**EXERCISE REQUIREMENTS**
Find each line in the listing below that contains the string "positive", and copy those lines.

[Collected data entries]
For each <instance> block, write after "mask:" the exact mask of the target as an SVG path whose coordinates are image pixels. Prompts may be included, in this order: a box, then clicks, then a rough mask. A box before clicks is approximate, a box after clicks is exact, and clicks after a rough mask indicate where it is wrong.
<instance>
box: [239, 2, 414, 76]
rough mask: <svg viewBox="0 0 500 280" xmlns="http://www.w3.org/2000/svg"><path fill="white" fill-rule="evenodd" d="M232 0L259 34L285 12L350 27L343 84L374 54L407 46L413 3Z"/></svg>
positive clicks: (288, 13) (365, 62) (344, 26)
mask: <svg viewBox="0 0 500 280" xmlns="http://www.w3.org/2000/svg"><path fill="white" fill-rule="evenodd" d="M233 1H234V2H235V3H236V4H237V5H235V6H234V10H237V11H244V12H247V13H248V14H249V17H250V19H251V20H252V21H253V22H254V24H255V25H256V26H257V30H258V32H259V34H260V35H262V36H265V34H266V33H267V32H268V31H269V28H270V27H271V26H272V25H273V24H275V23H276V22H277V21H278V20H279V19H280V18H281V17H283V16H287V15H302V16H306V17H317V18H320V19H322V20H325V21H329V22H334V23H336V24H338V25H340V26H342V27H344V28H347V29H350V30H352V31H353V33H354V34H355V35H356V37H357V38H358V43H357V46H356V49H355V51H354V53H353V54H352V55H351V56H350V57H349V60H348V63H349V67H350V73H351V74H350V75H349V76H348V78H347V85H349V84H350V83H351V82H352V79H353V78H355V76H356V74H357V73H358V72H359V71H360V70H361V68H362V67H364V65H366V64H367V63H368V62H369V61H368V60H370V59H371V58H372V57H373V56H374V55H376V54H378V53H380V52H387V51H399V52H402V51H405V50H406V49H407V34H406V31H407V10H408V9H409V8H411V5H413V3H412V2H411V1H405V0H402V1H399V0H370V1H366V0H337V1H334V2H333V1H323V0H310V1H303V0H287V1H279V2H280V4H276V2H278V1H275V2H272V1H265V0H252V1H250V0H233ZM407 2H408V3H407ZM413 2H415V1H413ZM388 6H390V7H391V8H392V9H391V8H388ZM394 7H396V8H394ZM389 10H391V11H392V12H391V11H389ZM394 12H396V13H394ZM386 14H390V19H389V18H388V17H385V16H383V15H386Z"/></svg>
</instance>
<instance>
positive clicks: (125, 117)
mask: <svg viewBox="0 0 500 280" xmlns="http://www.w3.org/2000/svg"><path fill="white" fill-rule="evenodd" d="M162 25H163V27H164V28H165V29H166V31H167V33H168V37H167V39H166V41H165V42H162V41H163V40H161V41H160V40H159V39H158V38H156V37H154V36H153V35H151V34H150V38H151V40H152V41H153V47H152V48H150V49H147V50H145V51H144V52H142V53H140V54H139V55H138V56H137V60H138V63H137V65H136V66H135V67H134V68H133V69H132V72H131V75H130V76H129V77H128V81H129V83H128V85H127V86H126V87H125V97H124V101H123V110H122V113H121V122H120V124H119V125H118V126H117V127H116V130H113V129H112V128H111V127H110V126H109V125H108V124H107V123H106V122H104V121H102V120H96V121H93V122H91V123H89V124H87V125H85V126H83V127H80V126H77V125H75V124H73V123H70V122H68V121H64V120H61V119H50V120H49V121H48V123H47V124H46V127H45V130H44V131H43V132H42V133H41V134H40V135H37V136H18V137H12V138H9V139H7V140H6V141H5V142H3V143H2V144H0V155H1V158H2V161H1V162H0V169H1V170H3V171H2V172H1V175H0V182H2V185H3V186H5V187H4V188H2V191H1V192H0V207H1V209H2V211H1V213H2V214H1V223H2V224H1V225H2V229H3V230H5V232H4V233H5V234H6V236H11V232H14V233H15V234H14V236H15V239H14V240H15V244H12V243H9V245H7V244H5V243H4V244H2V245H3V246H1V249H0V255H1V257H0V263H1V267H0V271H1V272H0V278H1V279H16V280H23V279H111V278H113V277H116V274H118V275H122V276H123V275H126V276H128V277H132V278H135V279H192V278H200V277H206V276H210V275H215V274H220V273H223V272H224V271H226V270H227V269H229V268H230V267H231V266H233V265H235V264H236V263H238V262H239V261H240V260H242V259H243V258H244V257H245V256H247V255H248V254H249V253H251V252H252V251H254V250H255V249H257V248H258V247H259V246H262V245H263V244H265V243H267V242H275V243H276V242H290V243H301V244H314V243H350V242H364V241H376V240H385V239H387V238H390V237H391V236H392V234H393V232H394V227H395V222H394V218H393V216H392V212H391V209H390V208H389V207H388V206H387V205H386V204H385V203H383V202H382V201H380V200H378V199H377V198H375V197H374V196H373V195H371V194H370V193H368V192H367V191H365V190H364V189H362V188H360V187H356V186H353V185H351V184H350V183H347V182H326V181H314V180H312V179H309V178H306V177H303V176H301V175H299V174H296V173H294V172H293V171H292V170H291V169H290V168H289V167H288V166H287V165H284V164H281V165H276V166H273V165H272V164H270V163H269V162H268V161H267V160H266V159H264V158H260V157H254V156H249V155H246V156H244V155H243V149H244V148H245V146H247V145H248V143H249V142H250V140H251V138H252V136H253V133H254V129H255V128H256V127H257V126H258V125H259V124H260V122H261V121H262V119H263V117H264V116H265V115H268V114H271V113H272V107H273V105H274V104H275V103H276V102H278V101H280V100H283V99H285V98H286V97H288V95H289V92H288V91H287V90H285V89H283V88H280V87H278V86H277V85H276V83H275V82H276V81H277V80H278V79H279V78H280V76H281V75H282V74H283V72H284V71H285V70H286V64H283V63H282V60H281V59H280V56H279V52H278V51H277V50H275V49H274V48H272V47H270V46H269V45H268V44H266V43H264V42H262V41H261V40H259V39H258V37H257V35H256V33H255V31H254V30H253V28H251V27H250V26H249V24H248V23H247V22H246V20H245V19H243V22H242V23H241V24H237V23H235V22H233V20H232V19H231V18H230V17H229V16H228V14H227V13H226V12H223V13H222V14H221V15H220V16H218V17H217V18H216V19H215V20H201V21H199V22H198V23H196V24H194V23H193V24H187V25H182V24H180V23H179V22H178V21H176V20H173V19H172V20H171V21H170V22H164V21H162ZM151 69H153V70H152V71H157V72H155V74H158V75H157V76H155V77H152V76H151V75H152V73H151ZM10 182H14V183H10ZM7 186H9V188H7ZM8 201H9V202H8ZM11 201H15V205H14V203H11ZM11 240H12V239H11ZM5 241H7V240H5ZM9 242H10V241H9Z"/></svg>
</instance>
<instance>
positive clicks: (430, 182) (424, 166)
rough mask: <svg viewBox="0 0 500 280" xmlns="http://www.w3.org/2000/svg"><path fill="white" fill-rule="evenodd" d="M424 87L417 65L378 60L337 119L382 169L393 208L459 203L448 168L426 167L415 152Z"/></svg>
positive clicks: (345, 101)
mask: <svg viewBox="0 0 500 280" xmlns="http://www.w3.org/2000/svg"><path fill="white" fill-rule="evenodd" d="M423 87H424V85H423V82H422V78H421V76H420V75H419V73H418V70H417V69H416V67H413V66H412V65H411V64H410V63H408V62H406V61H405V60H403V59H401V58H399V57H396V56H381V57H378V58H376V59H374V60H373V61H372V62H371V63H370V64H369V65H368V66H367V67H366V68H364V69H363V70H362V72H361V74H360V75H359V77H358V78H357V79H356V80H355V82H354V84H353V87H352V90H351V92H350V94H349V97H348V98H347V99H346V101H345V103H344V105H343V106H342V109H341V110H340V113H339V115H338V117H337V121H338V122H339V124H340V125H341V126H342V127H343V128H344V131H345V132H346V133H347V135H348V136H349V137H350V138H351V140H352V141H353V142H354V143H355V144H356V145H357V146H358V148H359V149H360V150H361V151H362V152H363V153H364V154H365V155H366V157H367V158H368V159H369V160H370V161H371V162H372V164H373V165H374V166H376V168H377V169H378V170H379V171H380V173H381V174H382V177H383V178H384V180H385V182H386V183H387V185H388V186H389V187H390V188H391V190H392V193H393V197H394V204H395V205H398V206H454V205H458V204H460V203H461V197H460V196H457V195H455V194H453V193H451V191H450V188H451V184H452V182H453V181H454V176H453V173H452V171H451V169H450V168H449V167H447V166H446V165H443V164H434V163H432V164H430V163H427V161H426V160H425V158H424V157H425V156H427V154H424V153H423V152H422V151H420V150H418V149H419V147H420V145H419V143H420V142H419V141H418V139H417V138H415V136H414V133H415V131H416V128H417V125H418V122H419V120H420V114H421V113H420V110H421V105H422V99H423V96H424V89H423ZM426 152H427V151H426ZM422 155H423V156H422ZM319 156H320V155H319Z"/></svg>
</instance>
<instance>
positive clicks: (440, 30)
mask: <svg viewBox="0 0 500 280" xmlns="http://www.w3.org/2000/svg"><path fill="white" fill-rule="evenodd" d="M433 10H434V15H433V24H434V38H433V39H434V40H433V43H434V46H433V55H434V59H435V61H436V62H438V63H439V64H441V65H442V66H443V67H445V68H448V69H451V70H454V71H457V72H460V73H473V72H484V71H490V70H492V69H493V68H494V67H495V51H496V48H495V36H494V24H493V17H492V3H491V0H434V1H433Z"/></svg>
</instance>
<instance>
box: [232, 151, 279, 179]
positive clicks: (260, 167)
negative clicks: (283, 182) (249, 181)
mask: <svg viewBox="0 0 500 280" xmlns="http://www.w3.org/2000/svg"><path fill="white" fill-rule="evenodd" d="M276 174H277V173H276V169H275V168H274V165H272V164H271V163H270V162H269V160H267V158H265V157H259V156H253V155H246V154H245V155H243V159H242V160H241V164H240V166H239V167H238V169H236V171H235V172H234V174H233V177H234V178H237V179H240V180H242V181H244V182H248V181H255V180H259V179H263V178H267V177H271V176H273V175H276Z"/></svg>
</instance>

**EXERCISE ANSWER**
positive clicks: (288, 13) (365, 62) (344, 26)
positive clicks: (125, 117)
positive clicks: (430, 182) (424, 166)
positive clicks: (345, 101)
positive clicks: (440, 30)
positive clicks: (260, 167)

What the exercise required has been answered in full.